Required action 1 –
In the essay on Canadian neoliberalism, who co-wrote Boom Bust and Echo with David Foot?
Required action 2 –
Does each statement below agree with the essay on Canadian neoliberalism? Answer yes or no for each, and quote the essay's deciding words. (a) Sex in the Snow was written by Michael Adams. (b) The Globe and Mail is described as generally liberal. (c) Jean Charest leads the Progressive Conservative Party.
Required action 3 –
Write out the passage of the essay on Canadian neoliberalism starting at "With each wave" and ending at "several community-based services.".

Reading text –
*** Begin section ***

If Sartre worried about the banality of evil, neoliberal post-deficit platforms are presenting us with the evil of banality. The mess neoliberalism has left the country in casts a shadow over the latest state-of-the-nation analyses. Three recent books have been published about the neoliberal legacy (though not explicitly phrased that way) and the current state of Canadian peoples and preferences—in the pollster’s style. Sex in the Snow: Canadian Social Values at the End of the Millennium by Michael Adams and Shakedown by the aforementioned Angus Reid are the two most recent summaries of the mood of the people. The tip-off about these two books is that they are written by pollsters who have made a good living under the past three governments. They more or less trot out a clustered history of the opinions of Canadians as the state withered and the middle class collapsed into bizarrely termed groups like "disengaged Darwinists," "New Aquarians," and of course "Anxious Communitarians." Their tone approaches lament for the days of the middle class, especially when they come up against the divisions discussed above. The third book, Boom Bust and Echo, is written by economist-demographer David Foot and anti-immigrant, anti-refugee columnist Daniel Stoffman. It is a weightier treatment of larger demographic trends in roughly the same method, with perhaps more Malthusian overtones: What shall we do with the large aging population seeking status but facing fewer jobs and opportunities? The popular press has also been asking for more in the way of vision from Ottawa. The right-of-center Globe and Mail ran several articles in January on "Ottawa’s Missing Mind," and the generally liberal Toronto Star makes reasoned editorial requests for some sort of promise on employment every week or two.

Pollsters attempt to construct narratives about public opinion not just to explore symptoms, but to estimate trends. The emergence of these books (and related ones by the likes of Jeremy Rifkin and Nuala Beck), seem to be asking with some sincerity, What do we do next about this state of things? In a sense, the challenges that federal governments have set for themselves are more reduced in scope than ever before: federalism has been severely eroded and is now limited to enforcement of a justice system and promotion of "competitiveness" by leading trade junkets around the world once a year. The prime minister has responded by peppering his speeches with the word "vision" and references to the year "2001," but no substantial trends have emerged for the direction of post-deficit politics. A cynical observer might surmise that that is because he wants things to stay the way they are. Jean Charest, the leader of the Progressive Conservative Party, is emphasizing his youth in relation to the other candidates. As far as I can tell this has absolutely no policy value at all.

With each wave of privatization, the persistence of relatively high unemployment and record levels of bankruptcies, and the promised land ever in the distance, the question, What is government for? is getting raised in a most public way, as perhaps it hasn’t in Canada in several decades. This is arguably a good thing, and I hear the same questions from U.S.-based writers and media as well. The unfortunate part is the rather limited scope of the answers that get floated. Canadian-style neoliberalism is ensuring its survival by forcing the majority of citizens to define their interests as narrowly as possible, and fostering a false sense of what is and isn’t desirable

 

Simon Archer is a Toronto-based writer and activist. He has worked in communications for the New Democratic Party and several community-based services.

*** End section ***

Excerpted records –
*** Begin section ***

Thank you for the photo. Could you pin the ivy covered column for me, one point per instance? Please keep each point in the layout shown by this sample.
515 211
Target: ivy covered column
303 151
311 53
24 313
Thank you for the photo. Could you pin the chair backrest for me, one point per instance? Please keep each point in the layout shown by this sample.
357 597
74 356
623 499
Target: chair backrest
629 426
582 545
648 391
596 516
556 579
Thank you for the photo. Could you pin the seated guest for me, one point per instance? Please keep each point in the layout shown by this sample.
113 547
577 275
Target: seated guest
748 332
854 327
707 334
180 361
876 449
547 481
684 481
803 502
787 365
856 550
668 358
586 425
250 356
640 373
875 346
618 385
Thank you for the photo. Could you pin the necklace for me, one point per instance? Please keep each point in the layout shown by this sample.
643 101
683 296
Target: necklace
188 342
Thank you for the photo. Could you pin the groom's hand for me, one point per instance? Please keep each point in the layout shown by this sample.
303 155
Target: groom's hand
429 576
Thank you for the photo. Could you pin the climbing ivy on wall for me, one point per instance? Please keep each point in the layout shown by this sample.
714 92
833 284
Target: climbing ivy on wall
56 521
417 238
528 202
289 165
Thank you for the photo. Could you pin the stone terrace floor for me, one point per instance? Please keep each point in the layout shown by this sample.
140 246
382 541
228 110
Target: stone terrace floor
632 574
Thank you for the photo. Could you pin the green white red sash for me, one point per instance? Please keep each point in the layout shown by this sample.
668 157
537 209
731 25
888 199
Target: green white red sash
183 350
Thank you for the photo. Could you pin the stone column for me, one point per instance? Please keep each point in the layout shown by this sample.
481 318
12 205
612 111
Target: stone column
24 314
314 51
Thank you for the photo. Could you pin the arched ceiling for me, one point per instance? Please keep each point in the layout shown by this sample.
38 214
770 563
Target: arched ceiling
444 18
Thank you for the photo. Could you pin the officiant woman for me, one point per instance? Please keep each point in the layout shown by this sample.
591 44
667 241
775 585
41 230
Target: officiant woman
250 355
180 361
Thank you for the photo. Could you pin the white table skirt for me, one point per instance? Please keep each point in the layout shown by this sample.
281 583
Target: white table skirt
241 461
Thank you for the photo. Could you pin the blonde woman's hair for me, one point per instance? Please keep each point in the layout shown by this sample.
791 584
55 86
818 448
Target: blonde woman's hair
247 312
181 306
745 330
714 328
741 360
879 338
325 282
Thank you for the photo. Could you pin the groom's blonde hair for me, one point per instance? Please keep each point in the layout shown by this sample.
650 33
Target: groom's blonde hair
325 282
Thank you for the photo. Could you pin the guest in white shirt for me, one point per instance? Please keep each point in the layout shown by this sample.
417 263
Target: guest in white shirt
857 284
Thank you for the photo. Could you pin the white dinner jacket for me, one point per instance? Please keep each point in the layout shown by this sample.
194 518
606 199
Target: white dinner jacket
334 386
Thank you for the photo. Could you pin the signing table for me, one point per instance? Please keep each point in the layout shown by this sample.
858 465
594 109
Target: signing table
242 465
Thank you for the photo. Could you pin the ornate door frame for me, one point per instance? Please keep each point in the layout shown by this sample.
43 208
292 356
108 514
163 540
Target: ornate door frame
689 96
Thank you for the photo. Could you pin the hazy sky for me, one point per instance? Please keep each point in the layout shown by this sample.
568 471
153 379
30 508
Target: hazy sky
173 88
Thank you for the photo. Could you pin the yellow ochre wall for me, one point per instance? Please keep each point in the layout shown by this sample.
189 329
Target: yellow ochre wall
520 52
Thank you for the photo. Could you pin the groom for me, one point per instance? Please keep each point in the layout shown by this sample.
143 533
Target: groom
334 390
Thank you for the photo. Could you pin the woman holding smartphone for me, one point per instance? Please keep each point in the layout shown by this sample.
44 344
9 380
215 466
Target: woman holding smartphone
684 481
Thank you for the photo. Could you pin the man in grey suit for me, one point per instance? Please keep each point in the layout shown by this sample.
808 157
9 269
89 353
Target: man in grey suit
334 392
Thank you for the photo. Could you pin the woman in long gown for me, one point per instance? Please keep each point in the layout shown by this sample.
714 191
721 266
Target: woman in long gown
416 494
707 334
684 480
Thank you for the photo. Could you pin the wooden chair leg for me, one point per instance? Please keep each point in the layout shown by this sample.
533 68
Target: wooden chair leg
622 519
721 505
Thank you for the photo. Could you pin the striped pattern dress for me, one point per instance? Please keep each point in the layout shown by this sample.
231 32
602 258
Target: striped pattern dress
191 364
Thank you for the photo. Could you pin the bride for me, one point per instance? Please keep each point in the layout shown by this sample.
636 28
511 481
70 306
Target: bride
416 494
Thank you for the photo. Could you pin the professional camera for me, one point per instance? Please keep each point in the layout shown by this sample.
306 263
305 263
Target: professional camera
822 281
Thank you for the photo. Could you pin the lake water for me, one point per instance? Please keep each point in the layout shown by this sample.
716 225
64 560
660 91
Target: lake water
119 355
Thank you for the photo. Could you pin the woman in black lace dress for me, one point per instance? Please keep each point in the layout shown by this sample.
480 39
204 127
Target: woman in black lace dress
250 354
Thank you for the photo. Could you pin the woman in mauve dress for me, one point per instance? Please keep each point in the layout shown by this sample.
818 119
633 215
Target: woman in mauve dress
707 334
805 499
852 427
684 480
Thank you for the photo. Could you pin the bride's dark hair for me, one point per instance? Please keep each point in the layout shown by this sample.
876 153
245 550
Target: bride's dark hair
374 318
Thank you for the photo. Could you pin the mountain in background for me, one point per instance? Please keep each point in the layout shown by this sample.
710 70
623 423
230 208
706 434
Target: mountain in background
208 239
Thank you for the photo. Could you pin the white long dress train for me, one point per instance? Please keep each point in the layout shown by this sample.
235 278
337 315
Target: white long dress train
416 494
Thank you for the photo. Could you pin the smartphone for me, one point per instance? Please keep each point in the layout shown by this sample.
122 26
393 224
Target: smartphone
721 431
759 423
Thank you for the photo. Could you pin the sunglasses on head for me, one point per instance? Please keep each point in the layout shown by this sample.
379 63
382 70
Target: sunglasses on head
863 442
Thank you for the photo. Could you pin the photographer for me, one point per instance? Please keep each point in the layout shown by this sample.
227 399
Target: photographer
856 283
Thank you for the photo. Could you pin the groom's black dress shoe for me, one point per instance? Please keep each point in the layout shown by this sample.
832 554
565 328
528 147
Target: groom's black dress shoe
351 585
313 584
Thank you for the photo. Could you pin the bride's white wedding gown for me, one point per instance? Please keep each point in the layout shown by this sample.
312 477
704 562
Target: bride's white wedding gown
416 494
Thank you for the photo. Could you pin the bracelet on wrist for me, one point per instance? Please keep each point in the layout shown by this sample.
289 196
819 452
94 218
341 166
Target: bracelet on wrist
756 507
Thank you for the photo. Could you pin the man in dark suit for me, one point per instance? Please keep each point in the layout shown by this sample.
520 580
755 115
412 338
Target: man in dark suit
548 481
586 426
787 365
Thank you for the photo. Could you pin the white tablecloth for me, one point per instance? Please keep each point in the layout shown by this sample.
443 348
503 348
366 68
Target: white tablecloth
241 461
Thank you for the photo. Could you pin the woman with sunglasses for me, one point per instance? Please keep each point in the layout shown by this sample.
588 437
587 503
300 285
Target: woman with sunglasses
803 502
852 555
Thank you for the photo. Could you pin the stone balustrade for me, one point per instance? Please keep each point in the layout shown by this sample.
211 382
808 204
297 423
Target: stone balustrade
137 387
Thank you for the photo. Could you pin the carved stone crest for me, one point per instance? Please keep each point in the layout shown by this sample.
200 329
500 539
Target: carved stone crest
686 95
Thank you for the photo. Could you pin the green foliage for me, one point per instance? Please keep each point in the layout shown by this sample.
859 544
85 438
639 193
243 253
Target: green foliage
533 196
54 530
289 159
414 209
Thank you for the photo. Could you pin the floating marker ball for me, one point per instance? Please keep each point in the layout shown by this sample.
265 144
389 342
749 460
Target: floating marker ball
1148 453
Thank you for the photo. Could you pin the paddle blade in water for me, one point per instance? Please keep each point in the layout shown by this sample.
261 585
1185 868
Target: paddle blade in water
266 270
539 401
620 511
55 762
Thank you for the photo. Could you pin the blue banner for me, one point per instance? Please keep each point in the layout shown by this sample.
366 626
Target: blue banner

*** End section ***

Task solution 1 –
Daniel Stoffman

Task solution 2 –
(a) Yes: "Sex in the Snow: Canadian Social Values at the End of the Millennium by Michael Adams"
(b) No: "The right-of-center Globe and Mail"
(c) Yes: "Jean Charest, the leader of the Progressive Conservative Party"

Task solution 3 –
With each wave of privatization, the persistence of relatively high unemployment and record levels of bankruptcies, and the promised land ever in the distance, the question, What is government for? is getting raised in a most public way, as perhaps it hasn’t in Canada in several decades. This is arguably a good thing, and I hear the same questions from U.S.-based writers and media as well. The unfortunate part is the rather limited scope of the answers that get floated. Canadian-style neoliberalism is ensuring its survival by forcing the majority of citizens to define their interests as narrowly as possible, and fostering a false sense of what is and isn’t desirable

 

Simon Archer is a Toronto-based writer and activist. He has worked in communications for the New Democratic Party and several community-based services.